- _Textauszug_
---+---
Nutzer­kommentare können sich auf einen früheren Stand oder einen älteren Test beziehen.

  • Profilbild test_de-Projektleiter_Stoffel am 28.01.2024 um 22:14 Uhr
    Faktoren

    @Tom422: Wir sind etwas zurückhaltender, was die Bewertung von Faktoren anbelangt. Begriffe wie "Beweis" passen nicht zu den Kapitalmärkten. Man sollte Faktoren nicht für
    "Naturgesetze" der Kapitalmärkte halten. Dazu sind die Untersuchungsergebnisse zu Faktoren viel zu uneinheitlich. Die funktionieren nicht zu jeder Zeit und nicht in jedem Land und strukturelle Veränderungen der Kapitalmärkte können nicht ausgeschlossen werden. Zu Faktoren finden Leser hier mehr:
    www.test.de/Faktor-ETF-6-Anlagestrategien-die-Sie-kennen-sollten-5880721-0

    Zum Gerd Kommer ETF hier:
    www.test.de/LG-Gerd-Kommer-Multifactor-Equity-ETF-Breite-Streuung-und-etwas-Weihrauch-6029520-0

  • Profilbild test_de-Projektleiter_Stoffel am 28.01.2024 um 21:59 Uhr
    Diversifizierung

    yalgoo: Mit dem Satz "Eine stärkere Diversifizierung kostet im Zweifel Rendite." meinen Sie das Richtige, aber vielleicht darf ich präzisieren. Hohe Renditechancen gehen mit hohem Risiko einher. Das Risiko lässt sich durch Diversifizierung senken. Wichtig: Während durch Diversifizierung die Portfolio-Rendite dem (gewichteten) Mittel der einzelnen Portfoliobestandteile entspricht, ist das Risiko des Portfolios niedriger als das Mittel des Risikos aller Bestandteile! Kurz: Durch Diversifizierung senkt man das Risiko mehr als die Rendite! Deshalb ist Diversifizierung so wichtig für eine gute Geldanlage. Wegbereiter für diese Erkenntnis war Markowitz, der Vater der modernen Portfolio- und Kapitalmarkttheorie.
---+---
- _Bereitgestellte Daten_
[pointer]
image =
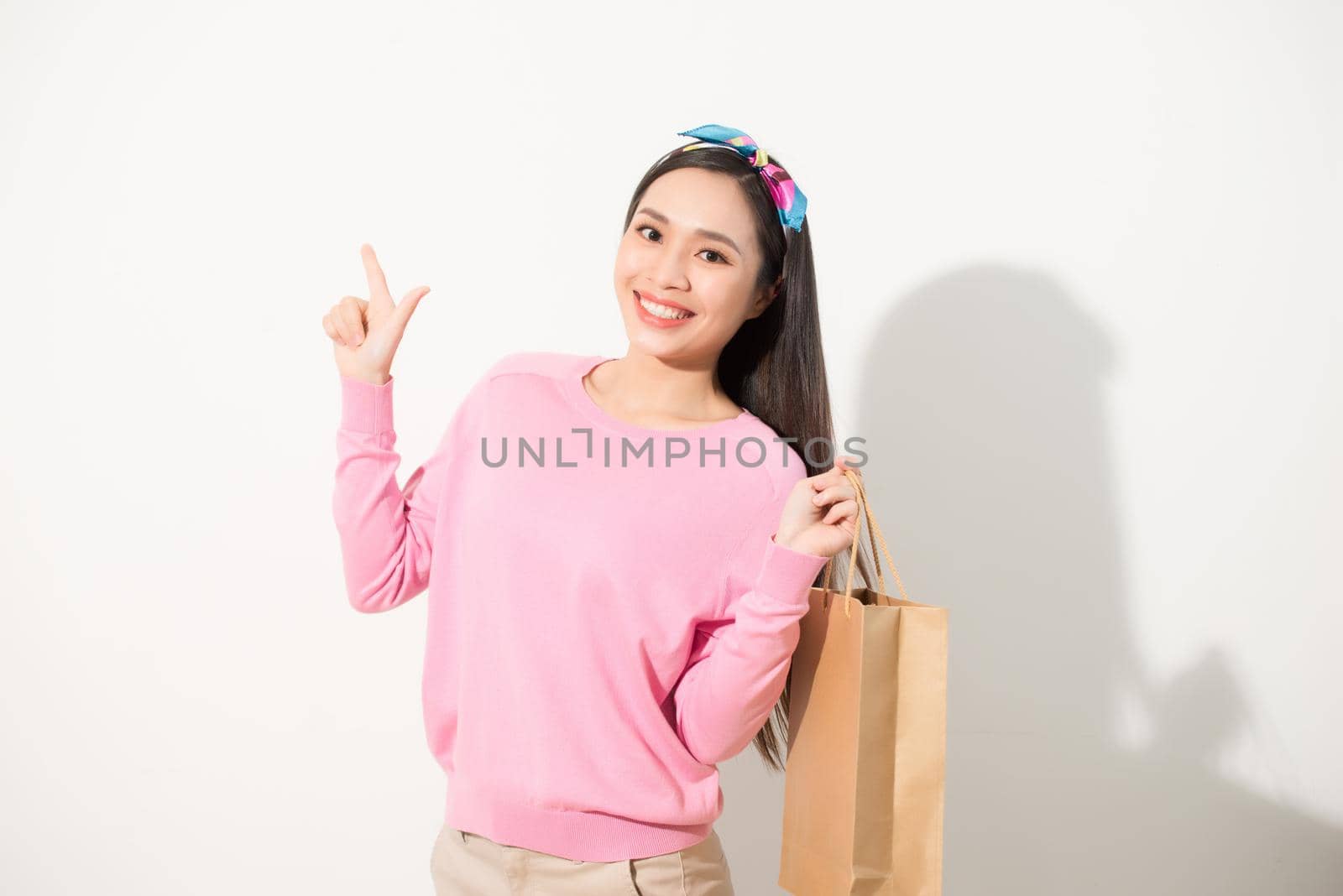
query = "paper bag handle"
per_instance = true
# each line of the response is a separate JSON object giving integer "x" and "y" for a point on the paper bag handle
{"x": 873, "y": 537}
---+---
- _Aufgaben_
(A) Wiederholen Sie aus dem Textauszug über Faktoren und Diversifizierung wortgetreu den Abschnitt von „yalgoo: Mit dem“ bis einschließlich „Portfolio- und Kapitalmarkttheorie.“.
(B) Greifen Sie den Textauszug über Faktoren und Diversifizierung an seinem Ende auf und führen Sie ihn weiter.
Die Daten haben mit dem Textauszug über Faktoren und Diversifizierung nichts zu tun.

- _Lösungen_
(A)
yalgoo: Mit dem Satz "Eine stärkere Diversifizierung kostet im Zweifel Rendite." meinen Sie das Richtige, aber vielleicht darf ich präzisieren. Hohe Renditechancen gehen mit hohem Risiko einher. Das Risiko lässt sich durch Diversifizierung senken. Wichtig: Während durch Diversifizierung die Portfolio-Rendite dem (gewichteten) Mittel der einzelnen Portfoliobestandteile entspricht, ist das Risiko des Portfolios niedriger als das Mittel des Risikos aller Bestandteile! Kurz: Durch Diversifizierung senkt man das Risiko mehr als die Rendite! Deshalb ist Diversifizierung so wichtig für eine gute Geldanlage. Wegbereiter für diese Erkenntnis war Markowitz, der Vater der modernen Portfolio- und Kapitalmarkttheorie.

(B)
  • 3PCD am 27.01.2024 um 14:23 Uhr

    Kommentar vom Autor gelöscht.

  • Tom422 am 27.01.2024 um 11:53 Uhr
    Antwort auf yalgoo

    Es gibt mittlerweile deutlich bessere Welt-ETF als den MSCI World. Den Gerd Kommer ETF (WKN: WELT0A oder WELT0B) zum Beispiel. Dieser ist mit einer TER von 0,5% p.a. etwas teurer als ein ETF auf den MSCI World, löst jedoch viele Probleme von rein marktkapitalisierenden ETFs: Weniger Klumpenrisiko (heute: US+Tech), Small-Caps, Emerging-Markets, zahlreiche wissenschaftlich nachgewiesene Faktor-Prämien, keine IPOs usw. Kurzfristig kann der MSCI World diesen ETF outperformen. Langfristig ist eine Outperformance sehr unwahrscheinlich. Mindestens hat man mit dem ETF eine ähnliche Performance, jedoch ein niedrigeres black-swan-risk durch eine breitere Streuung. Man darf sich von dem Erfolg der USA in den letzten Jahren nicht täuschen lassen. Das ist hindsight bias und war schon immer gefährlich.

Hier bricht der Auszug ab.